_Exercise requirements_: Present every line of the data below as a numbered list, leaving out any blank lines.

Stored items
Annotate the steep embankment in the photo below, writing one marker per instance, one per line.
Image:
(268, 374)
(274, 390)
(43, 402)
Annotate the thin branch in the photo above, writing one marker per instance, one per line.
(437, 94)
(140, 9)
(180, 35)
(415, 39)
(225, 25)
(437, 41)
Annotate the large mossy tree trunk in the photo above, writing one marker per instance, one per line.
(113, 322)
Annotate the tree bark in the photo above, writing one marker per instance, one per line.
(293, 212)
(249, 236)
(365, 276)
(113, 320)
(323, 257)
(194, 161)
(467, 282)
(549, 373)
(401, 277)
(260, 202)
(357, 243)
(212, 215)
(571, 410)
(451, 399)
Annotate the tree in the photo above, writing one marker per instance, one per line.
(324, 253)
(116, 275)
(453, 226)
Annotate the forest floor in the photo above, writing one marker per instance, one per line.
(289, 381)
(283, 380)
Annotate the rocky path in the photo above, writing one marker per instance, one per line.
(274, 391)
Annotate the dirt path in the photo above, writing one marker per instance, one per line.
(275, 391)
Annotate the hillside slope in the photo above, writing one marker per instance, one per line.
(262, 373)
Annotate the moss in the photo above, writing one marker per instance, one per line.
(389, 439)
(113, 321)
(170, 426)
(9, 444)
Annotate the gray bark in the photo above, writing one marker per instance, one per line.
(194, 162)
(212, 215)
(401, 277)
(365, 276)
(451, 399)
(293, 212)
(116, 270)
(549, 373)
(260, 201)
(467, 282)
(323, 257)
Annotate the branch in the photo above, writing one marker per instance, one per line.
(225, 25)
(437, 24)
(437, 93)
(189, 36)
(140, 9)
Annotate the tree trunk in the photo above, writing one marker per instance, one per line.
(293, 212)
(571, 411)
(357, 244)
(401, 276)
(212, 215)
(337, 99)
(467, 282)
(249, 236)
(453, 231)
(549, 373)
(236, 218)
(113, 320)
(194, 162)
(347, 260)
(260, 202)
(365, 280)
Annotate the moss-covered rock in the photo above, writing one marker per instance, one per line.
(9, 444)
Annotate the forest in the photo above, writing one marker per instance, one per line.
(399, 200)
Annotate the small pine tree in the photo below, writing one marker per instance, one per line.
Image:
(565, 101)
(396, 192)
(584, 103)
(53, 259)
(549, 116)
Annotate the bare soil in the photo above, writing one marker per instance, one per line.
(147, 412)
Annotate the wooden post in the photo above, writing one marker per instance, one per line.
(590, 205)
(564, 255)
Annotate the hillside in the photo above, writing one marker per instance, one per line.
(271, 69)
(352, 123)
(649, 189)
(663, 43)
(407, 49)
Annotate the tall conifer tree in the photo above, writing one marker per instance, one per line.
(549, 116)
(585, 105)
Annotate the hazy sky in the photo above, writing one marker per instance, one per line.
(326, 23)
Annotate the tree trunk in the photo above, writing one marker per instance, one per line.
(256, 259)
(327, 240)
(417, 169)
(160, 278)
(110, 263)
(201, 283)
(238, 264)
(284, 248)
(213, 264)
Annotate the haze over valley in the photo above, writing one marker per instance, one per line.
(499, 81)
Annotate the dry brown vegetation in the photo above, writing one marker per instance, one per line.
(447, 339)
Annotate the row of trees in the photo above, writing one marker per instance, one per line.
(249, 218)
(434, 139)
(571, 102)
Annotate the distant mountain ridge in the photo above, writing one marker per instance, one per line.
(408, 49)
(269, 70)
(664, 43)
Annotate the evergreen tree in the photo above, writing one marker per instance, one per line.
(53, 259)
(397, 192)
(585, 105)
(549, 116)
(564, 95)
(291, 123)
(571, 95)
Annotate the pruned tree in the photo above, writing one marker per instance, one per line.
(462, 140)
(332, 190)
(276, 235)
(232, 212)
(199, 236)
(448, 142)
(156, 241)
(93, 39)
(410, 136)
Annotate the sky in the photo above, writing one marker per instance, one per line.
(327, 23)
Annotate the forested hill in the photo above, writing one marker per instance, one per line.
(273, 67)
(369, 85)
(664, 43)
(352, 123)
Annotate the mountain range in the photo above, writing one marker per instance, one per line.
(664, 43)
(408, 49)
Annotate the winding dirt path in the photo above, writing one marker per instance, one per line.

_Reply to the exercise_:
1. Annotate the steep embankment in the photo below, writing one marker per instance, one per line.
2. Image:
3. (268, 374)
4. (274, 390)
5. (43, 402)
6. Annotate the thin branch in the photo above, writing one marker per instance, one per line.
7. (437, 94)
8. (140, 9)
9. (180, 35)
10. (415, 39)
11. (225, 25)
12. (437, 41)
13. Annotate the large mossy tree trunk in the photo above, writing one marker per instance, one per line.
14. (113, 322)
15. Annotate the tree bark in the photo above, writing one marker per instance, one per line.
16. (293, 212)
17. (249, 236)
18. (365, 276)
19. (113, 320)
20. (323, 257)
21. (194, 161)
22. (467, 282)
23. (549, 373)
24. (401, 277)
25. (260, 202)
26. (357, 243)
27. (212, 215)
28. (571, 410)
29. (451, 399)
30. Annotate the tree in the photo above, writing one marker per instance, one per line.
31. (324, 253)
32. (116, 275)
33. (453, 226)
34. Annotate the forest floor in the photo above, writing one marker per instance, one per line.
35. (289, 381)
36. (283, 380)
37. Annotate the rocky path in the photo above, writing one marker per instance, one per line.
38. (274, 391)
39. Annotate the dirt path in the photo above, writing one marker per instance, one per line.
40. (275, 391)
41. Annotate the hillside slope in the photo above, writing one marker per instance, one per line.
42. (262, 373)
43. Annotate the moss in the photo above, writing one marker per instance, one per line.
44. (389, 439)
45. (113, 321)
46. (170, 426)
47. (9, 444)
48. Annotate the gray bark in the photo above, writing one marker per instance, one per line.
49. (194, 162)
50. (212, 215)
51. (401, 277)
52. (365, 276)
53. (451, 399)
54. (293, 212)
55. (116, 270)
56. (549, 373)
57. (260, 201)
58. (467, 282)
59. (323, 257)
60. Annotate the branch in the photo above, writing one marker per instance, one per line.
61. (225, 25)
62. (437, 24)
63. (437, 93)
64. (189, 36)
65. (140, 9)
66. Annotate the tree trunk in the photo above, writing one marker per instance, one per line.
67. (293, 212)
68. (571, 411)
69. (357, 244)
70. (401, 276)
71. (212, 215)
72. (337, 99)
73. (467, 282)
74. (249, 236)
75. (453, 231)
76. (549, 373)
77. (236, 218)
78. (113, 320)
79. (194, 162)
80. (347, 260)
81. (260, 202)
82. (365, 280)
83. Annotate the moss-covered rock in the photo above, writing one marker per instance, one per line.
84. (9, 444)
85. Annotate the forest in the photo above, writing one marker per instance, one per line.
86. (399, 200)
87. Annotate the small pine tree in the photo below, writing one marker per instance, one per line.
88. Image:
89. (565, 101)
90. (396, 192)
91. (584, 103)
92. (53, 259)
93. (549, 116)
94. Annotate the bare soil in the photo above, writing one marker per instance, one per line.
95. (147, 412)
96. Annotate the wooden post in the photo above, writing one marker per instance, one per line.
97. (590, 205)
98. (564, 255)
99. Annotate the hillside in the photo above, writing one marker per instance, one per line.
100. (271, 69)
101. (352, 123)
102. (649, 189)
103. (663, 43)
104. (407, 49)
105. Annotate the tall conifer tree in the photo above, writing one marker per instance, one per line.
106. (549, 116)
107. (585, 105)
108. Annotate the hazy sky in the photo above, writing one marker per instance, one per line.
109. (326, 23)
110. Annotate the tree trunk in the photo above, writing one marker per instance, one per line.
111. (256, 259)
112. (327, 240)
113. (417, 169)
114. (160, 278)
115. (110, 263)
116. (201, 283)
117. (238, 264)
118. (284, 248)
119. (213, 264)
120. Annotate the haze over valley in the photo above, writing one marker per instance, one per line.
121. (499, 81)
122. Annotate the dry brown vegetation in the photo above, writing one marker per instance, one per line.
123. (447, 339)
124. Annotate the row of trees in the photo above, writing one marker per instance, one per line.
125. (249, 218)
126. (434, 139)
127. (571, 102)
128. Annotate the distant mountain ridge in the photo above, writing one marker per instance, one per line.
129. (408, 49)
130. (269, 70)
131. (664, 43)
132. Annotate the evergreen tree in the photo above, writing one marker per instance, one per line.
133. (53, 259)
134. (397, 192)
135. (585, 105)
136. (549, 116)
137. (564, 95)
138. (291, 123)
139. (571, 95)
140. Annotate the pruned tree in the photo above, writing one marker per instance, one per line.
141. (462, 140)
142. (332, 190)
143. (276, 235)
144. (232, 212)
145. (199, 236)
146. (448, 142)
147. (156, 241)
148. (93, 39)
149. (410, 136)
150. Annotate the sky in the photo above, writing one marker per instance, one per line.
151. (327, 23)
152. Annotate the forested hill in the photo above, writing one marker per instance, one per line.
153. (273, 67)
154. (369, 85)
155. (664, 43)
156. (352, 123)
157. Annotate the mountain range in the photo above, writing one marker per instance, one per line.
158. (664, 43)
159. (408, 49)
160. Annotate the winding dirt path in the photo above, writing one marker per instance, one per line.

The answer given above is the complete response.